GIVEN TASK A: Quote the flash exposure passage below word for word, from "For the purpose" to "the tungsten lighting.", including both of those words.

READING TEXT:

★ ★ ★ ★

For the purpose of comparison, I have used the same simple image set up for figures 8.2 through 8.7 to illustrate how the flash and flash exposure modifications change the image. The scene is lit by a tungsten chandelier with diffuse window light coming in to camera right.


8.2 This image was taken without using a flash. Exposure: ISO 125, f/5.6, 1/3 sec., auto White Balance, using an EF 25-105mm, f/4L IS USM lens.

8.3 This image is lit by the onboard flash set to E-TTL with no exposure modification, the distracting background shadows are predictable. However, the flash cools down the strong yellow cast of the tungsten lighting.

A custom White Balance is the ticket to solve the colorcast, of course, but the combination of tungsten and flash light creates the warm appearance that I envisioned, as shown in figure 8.7 at the end of this chapter.

If you use an accessory Speedlite, you can set Flash Exposure Compensation either on the camera or on the Speedlite. However, the compensation that you set on the Speedlite overrides any compensation that you set on the 40D's Setup 2 (yellow) camera menu. If you set compensation on both the Speedlite and the camera, the Speedlite setting overrides what you set on the camera. So the take-away is to set compensation either on the Speedlite or on the camera, but not both. Unless you shoot with the Speedlite on multiple EOS camera bodies, I think setting compensation on the camera is handier simply because the camera's LCD is easier to see and change than it is on the Speedlite's display.

★ ★ ★ ★

RAW RECORDS:
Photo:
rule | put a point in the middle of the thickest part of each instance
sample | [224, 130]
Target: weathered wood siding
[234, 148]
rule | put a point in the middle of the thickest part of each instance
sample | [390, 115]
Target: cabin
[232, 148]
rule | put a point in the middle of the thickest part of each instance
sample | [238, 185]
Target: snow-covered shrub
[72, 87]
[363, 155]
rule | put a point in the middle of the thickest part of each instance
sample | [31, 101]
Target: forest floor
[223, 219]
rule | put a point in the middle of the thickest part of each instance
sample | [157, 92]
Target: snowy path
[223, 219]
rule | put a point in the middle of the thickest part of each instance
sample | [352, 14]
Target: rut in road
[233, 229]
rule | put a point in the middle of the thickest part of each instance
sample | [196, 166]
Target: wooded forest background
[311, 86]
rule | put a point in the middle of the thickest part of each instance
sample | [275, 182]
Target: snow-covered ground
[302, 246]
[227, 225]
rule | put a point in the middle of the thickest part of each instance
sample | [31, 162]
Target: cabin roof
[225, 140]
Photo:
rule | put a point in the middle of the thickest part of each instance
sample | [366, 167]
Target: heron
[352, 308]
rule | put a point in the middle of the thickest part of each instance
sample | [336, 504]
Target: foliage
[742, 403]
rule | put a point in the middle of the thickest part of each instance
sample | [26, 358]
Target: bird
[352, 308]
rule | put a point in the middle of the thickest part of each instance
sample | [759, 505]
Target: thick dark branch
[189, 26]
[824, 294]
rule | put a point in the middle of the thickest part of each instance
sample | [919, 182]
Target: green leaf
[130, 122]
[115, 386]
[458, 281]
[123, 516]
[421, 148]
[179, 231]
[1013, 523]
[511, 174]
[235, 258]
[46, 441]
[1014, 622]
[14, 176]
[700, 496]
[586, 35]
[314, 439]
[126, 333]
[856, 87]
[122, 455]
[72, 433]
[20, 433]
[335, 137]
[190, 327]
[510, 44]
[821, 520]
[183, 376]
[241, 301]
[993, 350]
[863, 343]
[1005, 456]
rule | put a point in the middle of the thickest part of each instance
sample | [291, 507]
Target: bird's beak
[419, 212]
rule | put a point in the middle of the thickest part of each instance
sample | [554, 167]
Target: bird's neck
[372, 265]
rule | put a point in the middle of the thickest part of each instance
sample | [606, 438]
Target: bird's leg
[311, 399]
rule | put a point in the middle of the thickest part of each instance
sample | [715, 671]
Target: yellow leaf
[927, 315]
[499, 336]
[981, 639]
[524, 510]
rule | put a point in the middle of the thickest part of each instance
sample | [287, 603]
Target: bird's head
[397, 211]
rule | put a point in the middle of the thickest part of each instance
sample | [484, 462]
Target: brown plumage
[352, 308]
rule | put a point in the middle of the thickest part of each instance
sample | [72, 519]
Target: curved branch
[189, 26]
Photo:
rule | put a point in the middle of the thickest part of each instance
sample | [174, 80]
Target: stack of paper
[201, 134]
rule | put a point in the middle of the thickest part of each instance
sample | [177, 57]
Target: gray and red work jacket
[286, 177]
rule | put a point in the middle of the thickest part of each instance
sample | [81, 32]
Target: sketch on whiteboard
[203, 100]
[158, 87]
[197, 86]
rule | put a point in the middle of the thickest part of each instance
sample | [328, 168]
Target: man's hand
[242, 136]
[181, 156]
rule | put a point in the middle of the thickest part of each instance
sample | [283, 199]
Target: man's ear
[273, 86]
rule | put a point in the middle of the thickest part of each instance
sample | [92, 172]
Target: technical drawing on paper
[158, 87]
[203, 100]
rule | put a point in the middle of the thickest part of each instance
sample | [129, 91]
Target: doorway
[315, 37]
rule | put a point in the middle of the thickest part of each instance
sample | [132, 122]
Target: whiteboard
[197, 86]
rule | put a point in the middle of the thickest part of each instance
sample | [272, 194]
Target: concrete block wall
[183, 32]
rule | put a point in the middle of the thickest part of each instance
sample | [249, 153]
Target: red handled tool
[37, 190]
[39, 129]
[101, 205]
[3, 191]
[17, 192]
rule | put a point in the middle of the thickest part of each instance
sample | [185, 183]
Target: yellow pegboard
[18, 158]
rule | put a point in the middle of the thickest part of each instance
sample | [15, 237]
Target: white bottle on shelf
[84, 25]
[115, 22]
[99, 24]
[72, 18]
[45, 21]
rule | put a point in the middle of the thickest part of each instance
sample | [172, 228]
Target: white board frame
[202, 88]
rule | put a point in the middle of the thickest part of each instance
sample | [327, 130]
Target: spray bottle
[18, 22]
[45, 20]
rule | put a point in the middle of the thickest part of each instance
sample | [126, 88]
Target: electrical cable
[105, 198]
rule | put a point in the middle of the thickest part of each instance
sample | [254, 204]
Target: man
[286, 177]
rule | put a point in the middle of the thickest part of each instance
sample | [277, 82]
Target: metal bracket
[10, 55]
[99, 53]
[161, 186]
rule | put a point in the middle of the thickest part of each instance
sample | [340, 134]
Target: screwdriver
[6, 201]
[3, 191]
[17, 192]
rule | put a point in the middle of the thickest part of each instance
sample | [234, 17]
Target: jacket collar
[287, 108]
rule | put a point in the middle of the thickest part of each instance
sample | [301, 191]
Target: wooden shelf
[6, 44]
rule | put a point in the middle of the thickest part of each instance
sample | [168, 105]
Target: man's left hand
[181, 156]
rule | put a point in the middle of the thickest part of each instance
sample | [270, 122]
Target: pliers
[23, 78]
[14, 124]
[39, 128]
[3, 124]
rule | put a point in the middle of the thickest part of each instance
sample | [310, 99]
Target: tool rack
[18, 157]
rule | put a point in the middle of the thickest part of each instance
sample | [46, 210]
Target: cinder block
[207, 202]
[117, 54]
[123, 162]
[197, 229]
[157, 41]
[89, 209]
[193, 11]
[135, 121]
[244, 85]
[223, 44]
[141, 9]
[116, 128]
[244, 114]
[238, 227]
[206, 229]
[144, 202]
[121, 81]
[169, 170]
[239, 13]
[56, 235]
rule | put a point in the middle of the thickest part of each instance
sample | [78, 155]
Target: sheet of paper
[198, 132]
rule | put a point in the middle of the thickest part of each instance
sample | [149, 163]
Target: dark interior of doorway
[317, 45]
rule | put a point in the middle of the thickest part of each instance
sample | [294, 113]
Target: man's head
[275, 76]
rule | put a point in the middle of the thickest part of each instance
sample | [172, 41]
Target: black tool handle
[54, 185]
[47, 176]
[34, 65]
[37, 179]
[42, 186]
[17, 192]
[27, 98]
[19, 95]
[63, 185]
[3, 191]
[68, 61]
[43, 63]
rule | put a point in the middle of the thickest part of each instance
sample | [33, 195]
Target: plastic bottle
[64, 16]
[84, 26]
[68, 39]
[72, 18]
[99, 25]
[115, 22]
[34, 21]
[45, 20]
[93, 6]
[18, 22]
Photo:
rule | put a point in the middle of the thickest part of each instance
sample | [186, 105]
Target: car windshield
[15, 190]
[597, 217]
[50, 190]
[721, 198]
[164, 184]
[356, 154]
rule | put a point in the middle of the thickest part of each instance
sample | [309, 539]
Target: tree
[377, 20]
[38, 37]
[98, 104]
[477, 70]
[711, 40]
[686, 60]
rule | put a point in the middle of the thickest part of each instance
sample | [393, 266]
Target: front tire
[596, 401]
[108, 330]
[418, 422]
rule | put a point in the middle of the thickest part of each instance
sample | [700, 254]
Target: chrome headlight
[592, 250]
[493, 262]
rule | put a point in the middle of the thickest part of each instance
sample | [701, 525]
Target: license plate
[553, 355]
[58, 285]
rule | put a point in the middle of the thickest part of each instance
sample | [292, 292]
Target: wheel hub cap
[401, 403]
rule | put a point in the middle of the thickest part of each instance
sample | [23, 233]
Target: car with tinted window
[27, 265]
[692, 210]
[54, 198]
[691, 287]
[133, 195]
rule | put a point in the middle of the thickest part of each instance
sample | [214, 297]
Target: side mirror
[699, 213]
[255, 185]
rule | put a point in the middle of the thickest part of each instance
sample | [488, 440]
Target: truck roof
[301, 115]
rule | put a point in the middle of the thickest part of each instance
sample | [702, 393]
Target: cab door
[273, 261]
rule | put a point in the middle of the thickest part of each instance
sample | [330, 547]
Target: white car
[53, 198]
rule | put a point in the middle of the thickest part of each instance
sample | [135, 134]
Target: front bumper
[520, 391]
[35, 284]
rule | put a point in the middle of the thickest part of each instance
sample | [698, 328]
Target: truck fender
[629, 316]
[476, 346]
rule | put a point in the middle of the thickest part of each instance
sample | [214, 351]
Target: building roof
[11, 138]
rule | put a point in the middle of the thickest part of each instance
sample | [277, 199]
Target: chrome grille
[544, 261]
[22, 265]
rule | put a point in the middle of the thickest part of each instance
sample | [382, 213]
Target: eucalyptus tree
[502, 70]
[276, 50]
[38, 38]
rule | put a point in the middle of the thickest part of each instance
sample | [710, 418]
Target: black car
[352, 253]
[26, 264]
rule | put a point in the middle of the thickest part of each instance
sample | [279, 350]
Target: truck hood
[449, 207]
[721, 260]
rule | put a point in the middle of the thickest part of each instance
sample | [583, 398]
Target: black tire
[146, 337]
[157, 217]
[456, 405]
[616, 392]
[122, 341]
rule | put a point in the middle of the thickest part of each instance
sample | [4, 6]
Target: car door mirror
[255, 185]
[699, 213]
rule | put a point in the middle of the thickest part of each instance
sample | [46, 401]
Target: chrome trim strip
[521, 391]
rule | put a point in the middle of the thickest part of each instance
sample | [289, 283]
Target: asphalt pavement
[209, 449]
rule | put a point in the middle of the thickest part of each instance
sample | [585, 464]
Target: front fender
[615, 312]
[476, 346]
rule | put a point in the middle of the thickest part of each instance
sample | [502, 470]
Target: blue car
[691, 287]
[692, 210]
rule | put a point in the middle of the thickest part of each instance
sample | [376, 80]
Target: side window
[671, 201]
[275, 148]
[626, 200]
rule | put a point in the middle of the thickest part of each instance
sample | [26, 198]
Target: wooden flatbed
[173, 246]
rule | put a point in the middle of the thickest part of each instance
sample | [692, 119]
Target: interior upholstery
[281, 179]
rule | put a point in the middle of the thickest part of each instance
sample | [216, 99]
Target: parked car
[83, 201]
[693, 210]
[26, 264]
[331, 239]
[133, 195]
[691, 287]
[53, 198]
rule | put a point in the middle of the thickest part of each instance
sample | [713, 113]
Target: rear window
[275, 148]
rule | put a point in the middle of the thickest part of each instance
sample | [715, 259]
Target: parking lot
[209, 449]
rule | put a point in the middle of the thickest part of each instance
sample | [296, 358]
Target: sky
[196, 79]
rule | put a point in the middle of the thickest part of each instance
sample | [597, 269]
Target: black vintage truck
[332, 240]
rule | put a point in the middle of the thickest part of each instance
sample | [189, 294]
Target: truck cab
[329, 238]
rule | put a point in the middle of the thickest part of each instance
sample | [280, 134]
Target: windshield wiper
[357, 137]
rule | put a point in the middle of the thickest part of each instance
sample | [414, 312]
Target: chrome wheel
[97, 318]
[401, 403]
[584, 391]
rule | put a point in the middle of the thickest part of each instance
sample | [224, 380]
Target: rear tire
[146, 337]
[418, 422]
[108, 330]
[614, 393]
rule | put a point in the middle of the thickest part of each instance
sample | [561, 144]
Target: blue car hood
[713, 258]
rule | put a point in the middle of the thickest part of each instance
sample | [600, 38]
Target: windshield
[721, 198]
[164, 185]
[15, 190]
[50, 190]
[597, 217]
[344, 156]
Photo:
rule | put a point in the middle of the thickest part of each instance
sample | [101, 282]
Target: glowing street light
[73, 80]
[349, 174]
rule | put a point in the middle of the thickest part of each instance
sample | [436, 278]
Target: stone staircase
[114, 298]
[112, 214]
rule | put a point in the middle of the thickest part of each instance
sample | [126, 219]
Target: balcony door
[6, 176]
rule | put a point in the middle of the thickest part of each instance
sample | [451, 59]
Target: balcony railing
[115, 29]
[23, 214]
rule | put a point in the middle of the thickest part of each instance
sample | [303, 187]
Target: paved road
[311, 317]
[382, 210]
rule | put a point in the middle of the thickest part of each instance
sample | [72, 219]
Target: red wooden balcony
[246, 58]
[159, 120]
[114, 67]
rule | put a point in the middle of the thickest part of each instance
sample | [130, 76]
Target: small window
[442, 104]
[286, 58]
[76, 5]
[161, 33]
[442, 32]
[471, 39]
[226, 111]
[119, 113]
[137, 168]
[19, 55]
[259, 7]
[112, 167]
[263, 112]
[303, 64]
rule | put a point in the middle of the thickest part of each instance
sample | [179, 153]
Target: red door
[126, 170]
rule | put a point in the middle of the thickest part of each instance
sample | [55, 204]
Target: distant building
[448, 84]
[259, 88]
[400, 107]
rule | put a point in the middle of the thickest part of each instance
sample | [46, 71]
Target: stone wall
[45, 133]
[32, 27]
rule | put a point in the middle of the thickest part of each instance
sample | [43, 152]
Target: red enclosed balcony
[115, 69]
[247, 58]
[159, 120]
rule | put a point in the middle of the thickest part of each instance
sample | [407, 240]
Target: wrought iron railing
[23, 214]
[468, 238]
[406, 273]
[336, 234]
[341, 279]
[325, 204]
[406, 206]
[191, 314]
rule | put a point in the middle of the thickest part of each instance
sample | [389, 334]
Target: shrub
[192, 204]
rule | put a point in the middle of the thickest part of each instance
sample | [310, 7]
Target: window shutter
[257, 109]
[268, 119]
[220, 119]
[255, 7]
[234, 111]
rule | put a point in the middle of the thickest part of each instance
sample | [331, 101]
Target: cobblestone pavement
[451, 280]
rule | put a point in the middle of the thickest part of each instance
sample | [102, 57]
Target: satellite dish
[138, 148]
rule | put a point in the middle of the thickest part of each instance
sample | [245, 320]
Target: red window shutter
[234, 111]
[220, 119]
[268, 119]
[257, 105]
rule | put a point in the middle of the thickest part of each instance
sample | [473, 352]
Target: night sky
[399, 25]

★ ★ ★ ★

GIVEN TASK B: How many lines of the records above contain the string "fender"? Reply with the number only.

TASK OUTPUT A:
For the purpose of comparison, I have used the same simple image set up for figures 8.2 through 8.7 to illustrate how the flash and flash exposure modifications change the image. The scene is lit by a tungsten chandelier with diffuse window light coming in to camera right.


8.2 This image was taken without using a flash. Exposure: ISO 125, f/5.6, 1/3 sec., auto White Balance, using an EF 25-105mm, f/4L IS USM lens.

8.3 This image is lit by the onboard flash set to E-TTL with no exposure modification, the distracting background shadows are predictable. However, the flash cools down the strong yellow cast of the tungsten lighting.

TASK OUTPUT B: 2